Stated problem
Take the part of the data that opens with the line containing "Return the mask of every instance of the **white" and runs through the end of the data, and shift every coordinate in its answers by -31. Write out every line of that part again with the new numbers, and leave the pictures out.

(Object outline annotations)
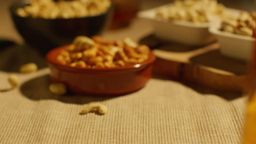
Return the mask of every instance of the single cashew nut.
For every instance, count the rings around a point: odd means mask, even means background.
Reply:
[[[37,70],[37,65],[34,63],[28,63],[20,67],[20,71],[22,73],[28,73]]]
[[[50,91],[57,95],[63,95],[67,93],[67,88],[63,83],[51,83],[49,87]]]
[[[19,85],[19,81],[16,75],[11,75],[8,77],[8,81],[12,88],[14,88]]]
[[[80,114],[87,114],[91,112],[98,112],[99,113],[104,115],[108,111],[108,107],[102,104],[93,104],[87,105],[83,109]]]

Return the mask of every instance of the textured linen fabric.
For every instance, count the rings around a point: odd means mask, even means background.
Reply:
[[[242,137],[245,98],[202,94],[156,78],[120,97],[55,96],[49,73],[18,74],[20,86],[0,92],[0,143],[239,143]],[[1,88],[9,75],[0,72]],[[108,113],[79,114],[94,102]]]

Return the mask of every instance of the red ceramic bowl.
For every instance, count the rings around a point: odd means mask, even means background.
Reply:
[[[121,95],[142,88],[151,78],[152,52],[145,62],[123,67],[79,68],[63,65],[56,61],[60,52],[68,46],[56,48],[46,56],[53,82],[65,83],[70,92],[83,94]]]

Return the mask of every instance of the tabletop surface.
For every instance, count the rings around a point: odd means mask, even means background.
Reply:
[[[8,14],[9,3],[0,2],[4,21],[0,39],[14,42],[0,47],[0,143],[240,143],[246,101],[241,94],[154,76],[143,89],[119,97],[52,94],[44,58],[22,44]],[[147,21],[136,19],[129,27],[103,36],[138,41],[152,32]],[[28,62],[37,63],[39,70],[17,73]],[[9,88],[11,73],[18,75],[19,87],[1,92]],[[108,112],[79,114],[85,105],[95,102],[105,104]]]

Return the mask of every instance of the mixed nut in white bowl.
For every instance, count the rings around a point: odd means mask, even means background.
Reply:
[[[210,31],[217,36],[220,52],[225,56],[247,61],[252,55],[256,23],[253,16],[240,11],[237,16],[223,20]]]
[[[153,25],[160,39],[189,45],[202,45],[216,40],[208,28],[225,15],[225,7],[216,1],[178,1],[141,11],[139,17]]]

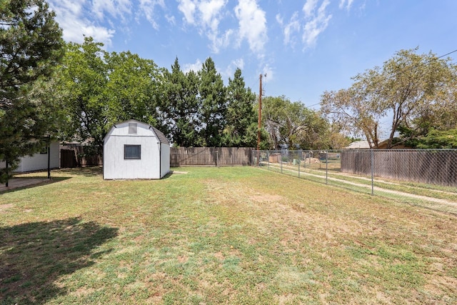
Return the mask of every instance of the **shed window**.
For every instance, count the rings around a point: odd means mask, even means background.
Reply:
[[[141,146],[124,145],[124,159],[125,160],[140,160],[141,159]]]
[[[129,123],[129,134],[136,134],[136,123]]]

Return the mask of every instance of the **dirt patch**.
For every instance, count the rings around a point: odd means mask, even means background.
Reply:
[[[2,205],[0,206],[0,213],[4,212],[8,209],[11,209],[13,206],[14,206],[14,205],[13,204],[2,204]]]
[[[251,199],[257,202],[278,202],[283,200],[283,197],[279,195],[255,195],[251,196]]]

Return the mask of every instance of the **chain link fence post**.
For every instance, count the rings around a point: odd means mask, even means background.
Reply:
[[[374,195],[374,150],[371,152],[371,196]]]
[[[328,151],[326,151],[326,184],[328,184]]]

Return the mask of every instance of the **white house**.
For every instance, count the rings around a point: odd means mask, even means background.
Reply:
[[[169,171],[170,144],[151,125],[118,123],[104,139],[104,179],[159,179]]]
[[[51,142],[43,151],[33,156],[25,156],[20,159],[19,164],[14,172],[24,173],[27,171],[42,171],[48,169],[48,158],[50,169],[59,169],[60,158],[59,156],[59,142]],[[49,154],[48,155],[48,154]],[[0,161],[0,168],[4,169],[6,164],[4,161]]]

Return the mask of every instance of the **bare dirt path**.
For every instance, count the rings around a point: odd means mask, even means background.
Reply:
[[[270,166],[279,168],[279,166],[276,166],[276,165],[272,166],[271,164],[270,164]],[[296,171],[295,169],[291,169],[288,166],[283,166],[283,170],[284,170],[284,169],[286,170],[286,171],[288,171],[296,173],[297,174],[298,174],[298,171]],[[343,174],[339,174],[340,175],[343,175]],[[313,177],[320,178],[320,179],[325,178],[325,176],[323,176],[321,175],[316,175],[316,174],[314,174],[308,173],[306,171],[300,171],[300,175],[301,176],[306,175],[306,176],[313,176]],[[357,177],[357,178],[359,178],[359,177]],[[343,183],[343,184],[351,185],[351,186],[353,186],[362,187],[362,188],[368,189],[371,189],[371,185],[361,184],[356,183],[356,182],[348,181],[346,180],[338,179],[338,178],[327,177],[327,179],[331,180],[331,181],[338,181],[338,182],[340,182],[340,183]],[[384,183],[384,181],[383,181],[383,183]],[[389,183],[389,184],[392,184],[392,183]],[[429,196],[423,196],[423,195],[416,195],[416,194],[414,194],[406,193],[406,192],[399,191],[393,191],[393,190],[391,190],[391,189],[383,189],[383,188],[381,188],[381,187],[379,187],[379,186],[374,186],[373,188],[373,191],[379,191],[379,192],[391,194],[401,196],[405,196],[405,197],[413,198],[413,199],[416,199],[424,200],[424,201],[429,201],[429,202],[433,202],[433,203],[436,203],[436,204],[446,204],[446,205],[448,205],[448,206],[457,208],[457,202],[451,201],[446,200],[446,199],[442,199],[434,198],[434,197],[429,197]]]

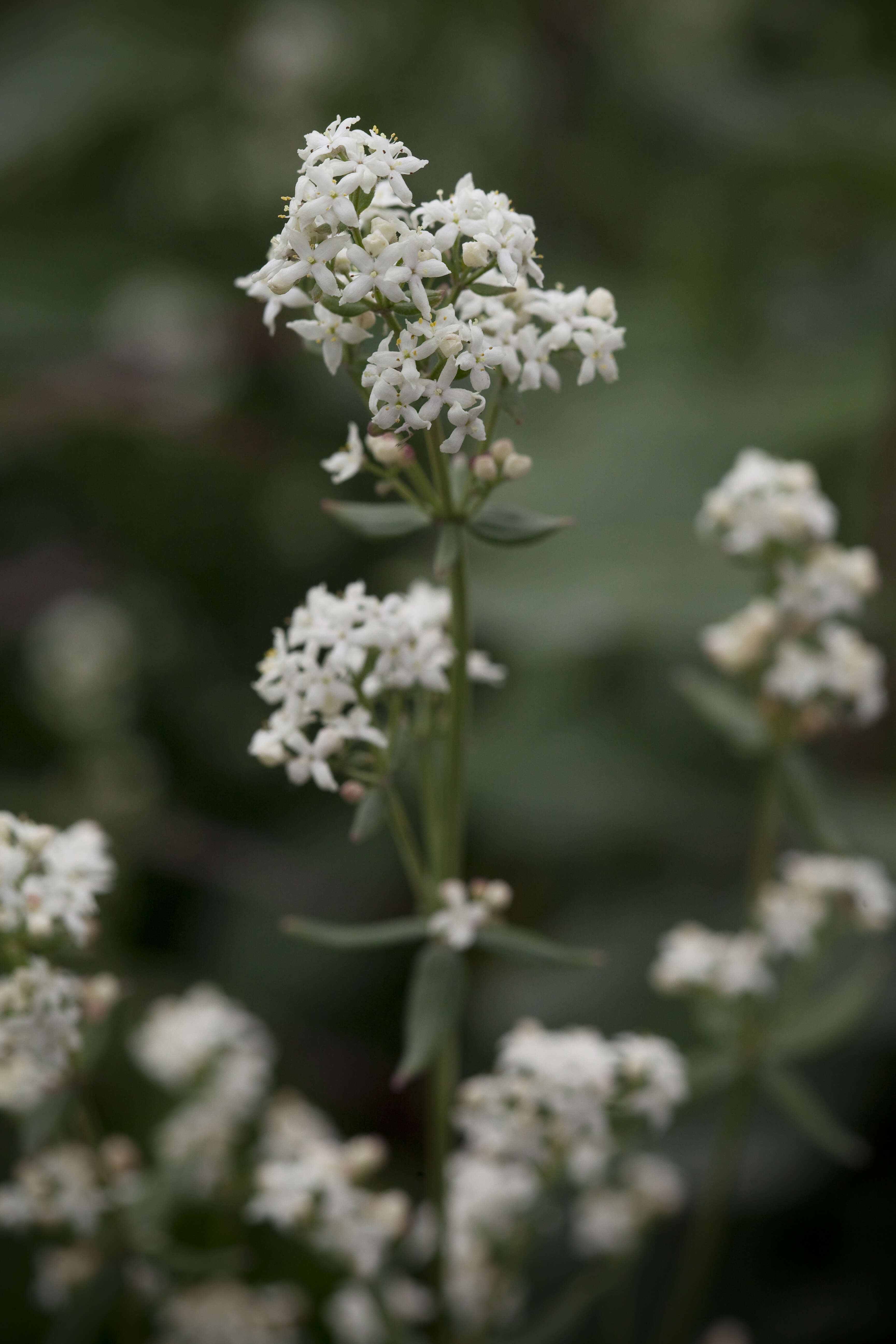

Full answer
Return the mask of every instance of the **white house**.
For every instance, count the rings around a point: odd means mask, even means background.
Reply:
[[[138,140],[139,113],[120,94],[87,92],[73,108],[73,148],[128,148]]]
[[[20,111],[12,120],[2,125],[-6,125],[-11,128],[-12,133],[-17,141],[-7,142],[-4,140],[11,140],[17,138],[17,127],[19,138],[28,138],[29,127],[28,125],[28,111]],[[18,123],[17,124],[17,123]],[[-31,130],[-31,137],[-27,138],[-25,133],[-27,130]]]

Return the mask of every instance of the **bare dirt path**.
For every instance, count the rings around a point: odd means mask, even means background.
Reply:
[[[239,135],[248,137],[248,135],[245,135],[245,134],[241,135],[240,133],[239,133]],[[265,140],[264,138],[260,138],[257,135],[252,135],[252,139],[253,139],[253,138],[255,139],[255,140],[257,140],[265,142],[266,143],[267,143],[267,140]],[[312,143],[308,143],[309,144],[312,144]],[[282,146],[289,147],[289,148],[294,147],[294,145],[292,145],[290,144],[285,144],[285,143],[283,143],[277,142],[275,140],[269,140],[269,144],[270,145],[275,144],[275,145],[282,145]],[[326,146],[326,147],[328,147],[328,146]],[[312,152],[312,153],[320,154],[320,155],[322,155],[331,156],[331,157],[337,158],[340,158],[340,154],[330,153],[325,152],[325,151],[317,150],[315,149],[307,148],[307,147],[296,146],[296,148],[300,149],[300,150],[307,150],[307,151],[309,151],[309,152]],[[353,152],[353,150],[352,150],[352,152]],[[358,152],[358,153],[361,153],[361,152]],[[398,165],[392,165],[392,164],[385,164],[385,163],[383,163],[375,162],[375,161],[368,160],[362,160],[362,159],[360,159],[360,158],[352,158],[352,157],[350,157],[350,156],[348,156],[348,155],[343,155],[342,157],[342,160],[348,160],[348,161],[360,163],[370,165],[374,165],[374,166],[382,167],[382,168],[385,168],[393,169],[393,170],[398,170],[398,171],[402,171],[402,172],[405,172],[405,173],[415,173],[415,174],[417,174],[417,175],[426,177],[426,171],[420,170],[415,169],[415,168],[411,168],[403,167],[403,166],[398,166]]]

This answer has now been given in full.